## TASK PROMPT
The data must be written out once more, precisely as given.

## DATA FOR THIS EXERCISE
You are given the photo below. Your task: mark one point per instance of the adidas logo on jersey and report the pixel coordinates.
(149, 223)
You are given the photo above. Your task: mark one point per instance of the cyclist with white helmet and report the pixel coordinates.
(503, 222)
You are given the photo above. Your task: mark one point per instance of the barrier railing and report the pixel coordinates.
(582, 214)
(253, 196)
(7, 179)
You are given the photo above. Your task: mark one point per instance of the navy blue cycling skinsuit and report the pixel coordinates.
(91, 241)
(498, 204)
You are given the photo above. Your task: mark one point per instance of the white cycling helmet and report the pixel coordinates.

## PROBLEM SOLUTION
You are given the photo below. Your task: mark one point per instance of the adidas logo on jersey and report the pixel coordinates.
(149, 223)
You are given the photo above. Your task: mark one point per instance of the cyclist with white helmet and report the pixel coordinates.
(503, 222)
You are given the photo above. Your task: mark one point per instance of the barrier railing and report the pixel coordinates.
(582, 214)
(253, 196)
(7, 179)
You are given the photo above. Your task: mark one point per instance of the navy blue cycling skinsuit and report the pixel coordinates.
(91, 241)
(498, 204)
You are given the photo above. Your task: mark one point per instance of the white cycling helmet and report the pixel coordinates.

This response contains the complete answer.